Task prompt:
Output each record in full, exactly as it stands.

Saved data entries
┄┄┄┄┄┄
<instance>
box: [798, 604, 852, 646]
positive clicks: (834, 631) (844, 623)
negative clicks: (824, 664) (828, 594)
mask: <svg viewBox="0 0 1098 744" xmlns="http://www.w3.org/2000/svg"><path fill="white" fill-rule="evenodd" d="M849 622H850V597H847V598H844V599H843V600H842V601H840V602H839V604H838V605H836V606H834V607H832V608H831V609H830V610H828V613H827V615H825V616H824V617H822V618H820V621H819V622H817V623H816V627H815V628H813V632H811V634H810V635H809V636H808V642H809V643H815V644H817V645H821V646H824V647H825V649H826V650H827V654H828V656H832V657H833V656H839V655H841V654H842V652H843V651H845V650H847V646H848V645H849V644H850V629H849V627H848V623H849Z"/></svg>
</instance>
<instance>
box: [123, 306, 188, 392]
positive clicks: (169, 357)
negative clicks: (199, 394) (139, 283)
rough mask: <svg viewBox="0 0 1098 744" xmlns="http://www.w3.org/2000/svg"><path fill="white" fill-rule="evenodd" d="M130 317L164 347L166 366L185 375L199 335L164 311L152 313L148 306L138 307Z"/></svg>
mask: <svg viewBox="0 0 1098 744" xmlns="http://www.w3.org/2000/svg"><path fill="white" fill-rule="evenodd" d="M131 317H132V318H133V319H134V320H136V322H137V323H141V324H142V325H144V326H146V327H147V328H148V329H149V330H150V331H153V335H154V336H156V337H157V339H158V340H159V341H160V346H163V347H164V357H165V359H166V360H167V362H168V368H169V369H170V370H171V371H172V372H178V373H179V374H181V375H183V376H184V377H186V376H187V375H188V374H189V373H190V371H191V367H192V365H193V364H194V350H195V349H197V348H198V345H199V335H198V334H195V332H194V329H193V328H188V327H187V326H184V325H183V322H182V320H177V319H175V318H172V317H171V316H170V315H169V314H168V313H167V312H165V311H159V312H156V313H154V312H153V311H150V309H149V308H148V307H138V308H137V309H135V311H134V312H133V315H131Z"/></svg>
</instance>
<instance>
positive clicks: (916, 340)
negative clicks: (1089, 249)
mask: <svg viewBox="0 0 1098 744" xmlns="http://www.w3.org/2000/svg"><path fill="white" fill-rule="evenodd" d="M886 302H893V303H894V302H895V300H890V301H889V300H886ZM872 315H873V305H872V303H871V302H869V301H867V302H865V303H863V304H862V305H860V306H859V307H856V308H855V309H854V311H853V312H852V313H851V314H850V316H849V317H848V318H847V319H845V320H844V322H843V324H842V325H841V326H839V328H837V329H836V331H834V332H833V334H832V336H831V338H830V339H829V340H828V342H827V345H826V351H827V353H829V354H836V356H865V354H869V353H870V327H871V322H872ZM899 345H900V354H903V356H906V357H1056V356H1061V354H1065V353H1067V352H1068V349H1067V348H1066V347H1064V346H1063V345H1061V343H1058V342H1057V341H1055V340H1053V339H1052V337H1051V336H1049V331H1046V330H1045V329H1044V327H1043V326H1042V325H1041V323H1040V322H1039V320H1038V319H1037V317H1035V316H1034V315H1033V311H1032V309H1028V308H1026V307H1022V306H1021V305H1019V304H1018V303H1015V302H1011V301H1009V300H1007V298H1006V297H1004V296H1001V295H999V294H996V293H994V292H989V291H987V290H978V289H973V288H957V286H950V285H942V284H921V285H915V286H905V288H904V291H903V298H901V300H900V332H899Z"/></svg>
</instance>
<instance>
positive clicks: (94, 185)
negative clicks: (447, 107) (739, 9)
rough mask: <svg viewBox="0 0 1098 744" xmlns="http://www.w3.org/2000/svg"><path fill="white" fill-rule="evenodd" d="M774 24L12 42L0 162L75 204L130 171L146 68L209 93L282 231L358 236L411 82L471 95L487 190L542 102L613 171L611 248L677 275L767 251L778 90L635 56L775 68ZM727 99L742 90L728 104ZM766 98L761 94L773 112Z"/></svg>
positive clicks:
┄┄┄┄┄┄
Solution for this exercise:
<instance>
box: [798, 604, 852, 646]
positive clicks: (834, 631) (844, 623)
negative clicks: (824, 664) (828, 594)
mask: <svg viewBox="0 0 1098 744" xmlns="http://www.w3.org/2000/svg"><path fill="white" fill-rule="evenodd" d="M849 622H850V597H847V598H844V599H843V600H842V601H840V602H839V604H838V605H836V606H834V607H832V608H831V609H830V610H828V613H827V615H825V616H824V617H822V618H820V621H819V622H817V623H816V627H815V628H813V632H811V634H810V635H809V636H808V642H809V643H815V644H817V645H821V646H824V647H825V649H826V650H827V654H828V656H832V657H833V656H839V655H841V654H842V652H843V651H845V650H847V646H848V645H849V644H850V629H849V627H848V623H849Z"/></svg>
</instance>
<instance>
box: [123, 306, 188, 392]
positive clicks: (169, 357)
negative clicks: (199, 394) (139, 283)
rough mask: <svg viewBox="0 0 1098 744" xmlns="http://www.w3.org/2000/svg"><path fill="white" fill-rule="evenodd" d="M130 317L164 347L166 366L185 375L199 335L164 311L152 313L148 306L138 307Z"/></svg>
mask: <svg viewBox="0 0 1098 744" xmlns="http://www.w3.org/2000/svg"><path fill="white" fill-rule="evenodd" d="M131 317H132V318H133V319H134V320H136V322H137V323H141V324H142V325H144V326H146V327H147V328H148V329H149V330H150V331H153V335H154V336H156V337H157V339H158V340H159V341H160V346H163V347H164V357H165V359H166V360H167V362H168V368H169V369H170V370H171V371H172V372H178V373H179V374H181V375H183V376H184V377H186V376H187V375H188V374H189V373H190V371H191V367H192V365H193V364H194V350H195V349H197V348H198V345H199V335H198V334H195V332H194V329H193V328H188V327H187V326H184V325H183V322H182V320H177V319H175V318H172V317H171V316H170V315H169V314H168V313H167V312H165V311H159V312H156V313H154V312H153V311H150V309H149V308H148V307H138V308H137V309H135V311H134V312H133V315H131Z"/></svg>
</instance>
<instance>
positive clicks: (916, 340)
negative clicks: (1089, 249)
mask: <svg viewBox="0 0 1098 744" xmlns="http://www.w3.org/2000/svg"><path fill="white" fill-rule="evenodd" d="M886 302H893V303H894V302H895V300H890V301H889V300H886ZM872 315H873V305H872V303H871V302H869V301H867V302H865V303H863V304H862V305H860V306H859V307H856V308H855V309H854V311H853V312H852V313H851V314H850V316H849V317H848V318H847V319H845V320H844V322H843V324H842V325H841V326H839V328H837V329H836V331H834V332H833V334H832V336H831V338H830V339H829V340H828V342H827V345H826V351H827V353H829V354H836V356H865V354H869V353H870V327H871V322H872ZM899 345H900V354H903V356H906V357H1056V356H1061V354H1065V353H1067V352H1068V349H1067V348H1066V347H1064V346H1063V345H1061V343H1058V342H1057V341H1055V340H1053V339H1052V337H1051V336H1049V331H1046V330H1045V329H1044V327H1043V326H1042V325H1041V323H1040V322H1039V320H1038V319H1037V317H1035V316H1034V315H1033V311H1032V309H1028V308H1026V307H1022V306H1021V305H1019V304H1018V303H1015V302H1011V301H1009V300H1007V298H1006V297H1004V296H1001V295H999V294H996V293H994V292H989V291H987V290H978V289H973V288H957V286H950V285H942V284H921V285H915V286H905V288H904V291H903V298H901V300H900V332H899Z"/></svg>
</instance>
<instance>
positive clicks: (94, 185)
negative clicks: (447, 107) (739, 9)
rough mask: <svg viewBox="0 0 1098 744" xmlns="http://www.w3.org/2000/svg"><path fill="white" fill-rule="evenodd" d="M774 24L12 42L0 162L75 204L130 171L146 68L209 93L282 231L358 236L411 82L471 95L487 190L542 102L613 171L611 248L677 275L767 251L778 90L635 56L775 68ZM727 99L742 90L728 104ZM766 98L761 94L773 112Z"/></svg>
positive clicks:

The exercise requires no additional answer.